Text block
§ §
Crowds took to the streets in protest after the announcement of Maduro’s narrow victory in Sunday’s election: 51 percent to 49 percent, a 262,000 vote lead out of 14 million votes cast. Even so, the Chavez-dominated electoral council quickly anointed Maduro the winner of an election from which international observers had been barred.

The Venezuelan government said seven people were killed and 61 injured in the protests, which the people then carried on in a louder but more peaceful way by taking to their balconies several times a day to beat on pots and pans.

Maduro seemed at a loss of how to respond to the protests, which put the legitimacy of his presidency in question. His explanation, which no one apparently bought, was that the U.S. embassy has been “financing and leading all the violent acts” being carried out by neo-Nazi groups.

In the space of two weeks, Maduro squandered a double-digit lead badly enough that his opponent, Henrique Capriles, demanded a ballot-by-ballot recount. That demand was echoed by the United States, the Organization of American States and the European Union. The U.S. said it would not accept any results as valid until there was a full recount.
§ §
Input for this task
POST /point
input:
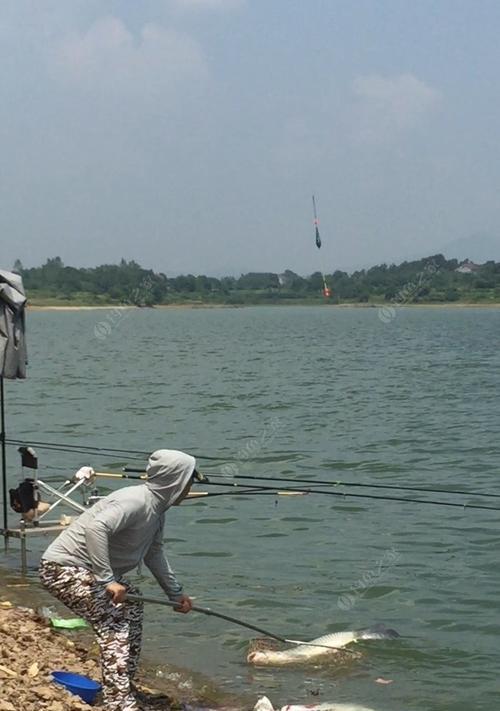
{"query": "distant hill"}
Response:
(480, 248)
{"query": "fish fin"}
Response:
(379, 631)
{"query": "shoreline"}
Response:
(26, 638)
(189, 305)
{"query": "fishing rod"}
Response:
(362, 484)
(89, 449)
(314, 482)
(374, 497)
(234, 620)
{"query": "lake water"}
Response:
(313, 392)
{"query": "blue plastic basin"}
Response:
(82, 686)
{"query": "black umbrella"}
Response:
(12, 353)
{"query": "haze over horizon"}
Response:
(189, 135)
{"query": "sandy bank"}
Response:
(30, 649)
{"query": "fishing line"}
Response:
(351, 495)
(315, 483)
(327, 292)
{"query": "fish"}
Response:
(304, 653)
(263, 704)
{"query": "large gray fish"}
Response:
(263, 704)
(327, 645)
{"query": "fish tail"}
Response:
(379, 631)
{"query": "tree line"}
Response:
(433, 279)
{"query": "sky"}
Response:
(190, 135)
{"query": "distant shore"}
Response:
(190, 305)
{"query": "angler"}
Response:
(84, 566)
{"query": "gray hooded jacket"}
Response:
(126, 527)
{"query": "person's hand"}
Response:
(184, 604)
(117, 592)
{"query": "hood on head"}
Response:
(168, 473)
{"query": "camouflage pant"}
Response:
(118, 627)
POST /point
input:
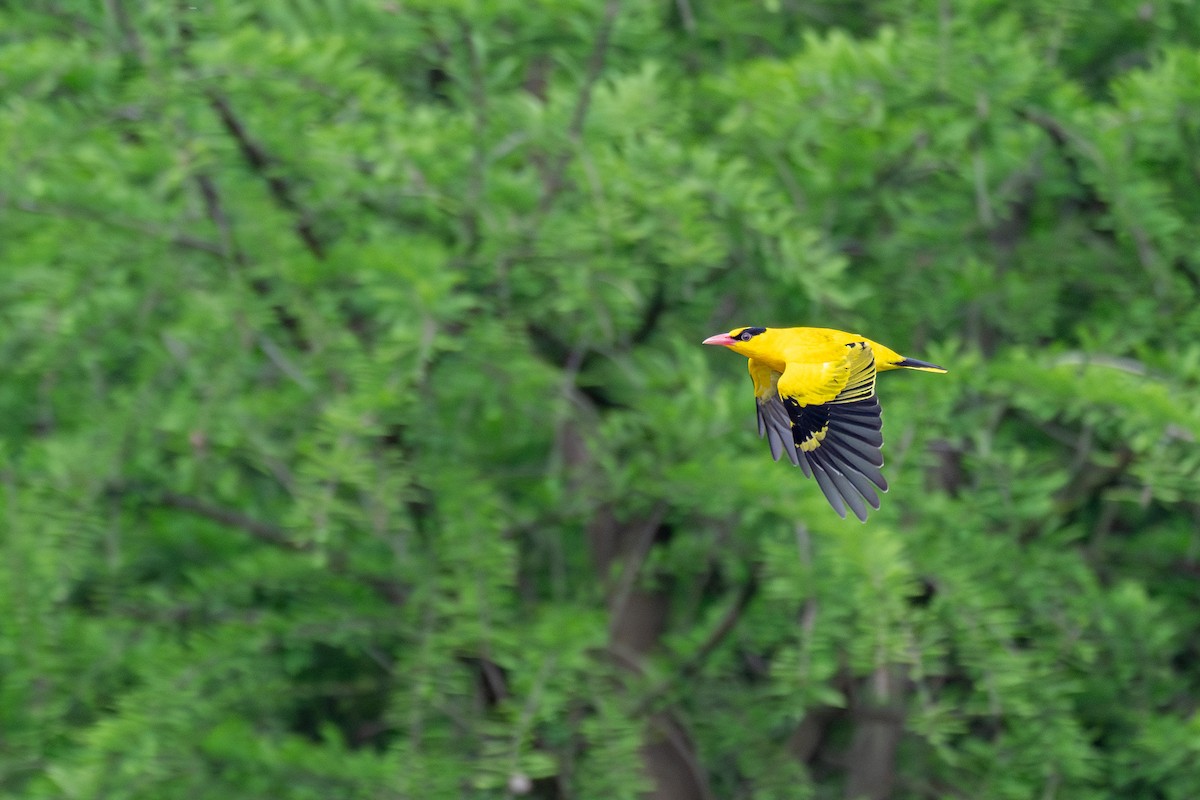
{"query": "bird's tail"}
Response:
(913, 364)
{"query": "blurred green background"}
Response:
(357, 440)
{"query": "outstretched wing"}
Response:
(831, 417)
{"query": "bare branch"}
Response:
(261, 530)
(263, 163)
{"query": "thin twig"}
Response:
(261, 530)
(263, 163)
(633, 566)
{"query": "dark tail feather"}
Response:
(913, 364)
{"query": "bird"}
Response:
(816, 402)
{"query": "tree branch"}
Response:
(263, 162)
(263, 531)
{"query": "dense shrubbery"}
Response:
(358, 440)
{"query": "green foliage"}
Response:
(358, 441)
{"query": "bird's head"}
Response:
(747, 341)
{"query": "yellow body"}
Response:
(813, 362)
(815, 392)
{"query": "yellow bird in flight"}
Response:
(815, 389)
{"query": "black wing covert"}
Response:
(837, 443)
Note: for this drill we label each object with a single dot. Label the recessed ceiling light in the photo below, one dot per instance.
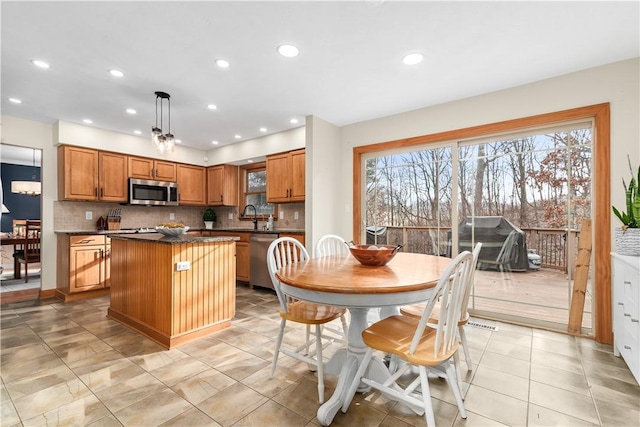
(413, 59)
(39, 63)
(288, 50)
(222, 63)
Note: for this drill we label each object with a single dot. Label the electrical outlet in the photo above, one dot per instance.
(183, 265)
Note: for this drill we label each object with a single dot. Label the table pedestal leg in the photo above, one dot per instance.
(348, 361)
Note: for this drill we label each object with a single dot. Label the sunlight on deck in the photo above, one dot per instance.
(542, 295)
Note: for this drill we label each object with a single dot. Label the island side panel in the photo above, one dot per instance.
(172, 307)
(204, 294)
(141, 284)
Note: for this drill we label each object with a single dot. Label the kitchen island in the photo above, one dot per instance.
(173, 290)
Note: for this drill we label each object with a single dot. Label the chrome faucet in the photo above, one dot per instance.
(255, 216)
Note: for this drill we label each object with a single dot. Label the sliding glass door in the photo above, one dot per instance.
(522, 195)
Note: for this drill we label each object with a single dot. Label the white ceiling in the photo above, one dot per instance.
(349, 68)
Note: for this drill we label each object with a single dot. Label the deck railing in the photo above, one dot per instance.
(552, 244)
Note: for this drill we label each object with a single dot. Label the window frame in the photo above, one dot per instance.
(600, 114)
(242, 189)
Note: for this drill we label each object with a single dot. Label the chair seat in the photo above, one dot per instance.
(312, 314)
(415, 310)
(394, 335)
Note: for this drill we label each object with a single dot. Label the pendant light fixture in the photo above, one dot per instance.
(29, 188)
(162, 142)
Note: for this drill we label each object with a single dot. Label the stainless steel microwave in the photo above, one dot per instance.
(154, 193)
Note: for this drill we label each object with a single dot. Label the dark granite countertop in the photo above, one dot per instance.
(137, 231)
(183, 238)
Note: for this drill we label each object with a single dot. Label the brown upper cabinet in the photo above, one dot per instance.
(222, 185)
(285, 177)
(86, 174)
(159, 170)
(192, 185)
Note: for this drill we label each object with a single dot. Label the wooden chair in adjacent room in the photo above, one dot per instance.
(282, 252)
(30, 254)
(427, 348)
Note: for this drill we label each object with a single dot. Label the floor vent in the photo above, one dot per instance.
(477, 324)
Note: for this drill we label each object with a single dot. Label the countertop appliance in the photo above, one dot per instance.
(152, 193)
(258, 271)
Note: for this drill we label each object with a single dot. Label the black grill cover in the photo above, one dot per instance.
(492, 231)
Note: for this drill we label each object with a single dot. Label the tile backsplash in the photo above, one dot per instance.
(71, 216)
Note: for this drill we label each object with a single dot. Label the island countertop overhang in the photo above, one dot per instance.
(182, 239)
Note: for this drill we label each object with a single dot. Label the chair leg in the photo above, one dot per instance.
(308, 334)
(457, 391)
(320, 363)
(345, 329)
(283, 323)
(465, 347)
(426, 397)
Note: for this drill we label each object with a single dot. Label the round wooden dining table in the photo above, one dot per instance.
(342, 281)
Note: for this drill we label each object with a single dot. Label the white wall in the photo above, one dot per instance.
(258, 148)
(100, 139)
(321, 156)
(617, 84)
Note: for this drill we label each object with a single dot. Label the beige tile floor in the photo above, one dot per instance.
(67, 364)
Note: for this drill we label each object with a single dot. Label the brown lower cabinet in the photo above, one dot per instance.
(84, 267)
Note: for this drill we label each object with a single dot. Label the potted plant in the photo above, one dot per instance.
(628, 236)
(209, 217)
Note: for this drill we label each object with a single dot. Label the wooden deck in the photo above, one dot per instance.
(540, 295)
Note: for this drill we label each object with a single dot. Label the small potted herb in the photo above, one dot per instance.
(209, 217)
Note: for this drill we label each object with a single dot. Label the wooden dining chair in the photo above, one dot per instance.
(427, 348)
(30, 253)
(416, 310)
(282, 252)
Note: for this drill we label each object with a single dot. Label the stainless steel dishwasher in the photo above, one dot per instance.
(258, 271)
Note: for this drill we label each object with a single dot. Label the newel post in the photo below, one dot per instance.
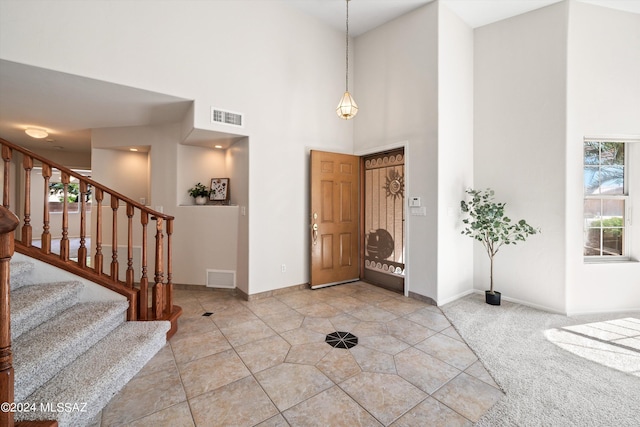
§ §
Stated exercise 1
Collect every line of the entries that contains the string "bird", matching case exactly.
Stated exercise 2
Continue the passage about the protests over Maduro's election victory, starting after its final sentence.

Exercise response 1
{"query": "bird's tail"}
{"query": "bird"}
{"query": "bird's head"}
{"query": "yellow bird in flight"}

Exercise response 2
Venezuela is so oil-rich it should be an easy country to govern. But years of mismanagement and ill-advised “Bolivarian” socialist experiments have produced anemic economic growth, high inflation, critical food shortages due to price controls, pervasive and demoralizing corruption and rampant crime.

Maduro’s ability to cope with these problems does not inspire confidence. He has the added problem of a country full of Cuban agents who are determined to see that Venezuela keeps supplying cut-rate oil, as it did under Chavez.

Maduro should order a recount under international supervision. If he wins, he will be recognized and dealt with as a legitimate president. If he loses, it will be an honorable loss. In either case, Maduro will come out as a patriot.